*EXTRAIT RETENU*.

━━━━━━━━━━━━━━━━━━━━

Surtout des ovins, chèvres et agneaux. Peu de vache. Nos sandales sont taillées dans une authentique vachette végétale, les peaux sont originaires de Bretagne. La filière du cuir travaille à une grande transparence et les bovins sont tracés, permettant de remonter toute la chaîne, de leur naissance à leur transformation. Pas les ovins, leur laine trop épaisse empêche encore le marquage. La seule chose sur laquelle nous n’avons aucune visibilité reste l’abattage. Les éleveurs eux-mêmes ne savent pas dans quelles conditions leurs bêtes sont tuées puisque les abattoirs dépendent de l’état, et non de l’industrie. Nous exigeons l’élevage en plein air, qui représente déjà une garantie de qualité. Mais nous ne pouvons pas aller plus loin, nous n’en sommes pas en mesure aujourd’hui. Notre expertise nous permet d’évaluer la qualité des peaux, de rejeter celles d’animaux malades ou gavés d’antibiotiques. Une peau d’agneau large comme celle d’une vache, c’est impossible. Concernant les peaux précieuses, encore très controversées, nous avons définitivement arrêté le crocodile mais continuons, dans des quantités moindres, d’avoir recours au python. C’est le seul animal à ne pas être élevé pour sa viande mais dont l’abattage est régi par la convention de Washington. Toutes les provenances des peaux sont mentionnées sur notre site, ainsi que leur lieu de tannage.

━━━━━━━━━━━━━━━━━━━━

*MATÉRIEL*.
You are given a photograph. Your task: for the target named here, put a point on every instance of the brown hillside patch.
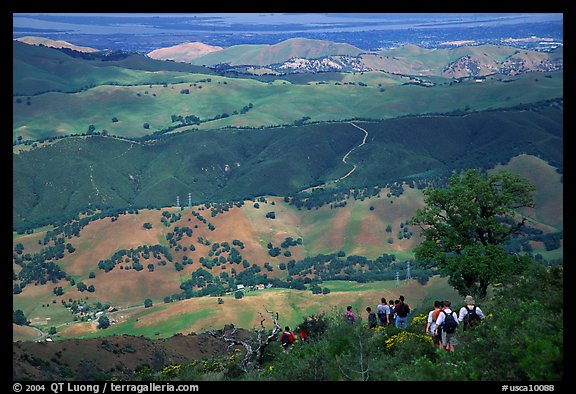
(24, 333)
(102, 238)
(332, 235)
(549, 194)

━━━━━━━━━━━━━━━━━━━━

*CONSIGNE*. D'après l'extrait sur le cuir, d'où proviennent les peaux dans lesquelles les sandales sont taillées ? Répondez en une phrase, s'il vous plaît. Les entrées ne sont d'aucune utilité ici.

*RÉPONSE ATTENDUE*. Les peaux sont originaires de Bretagne.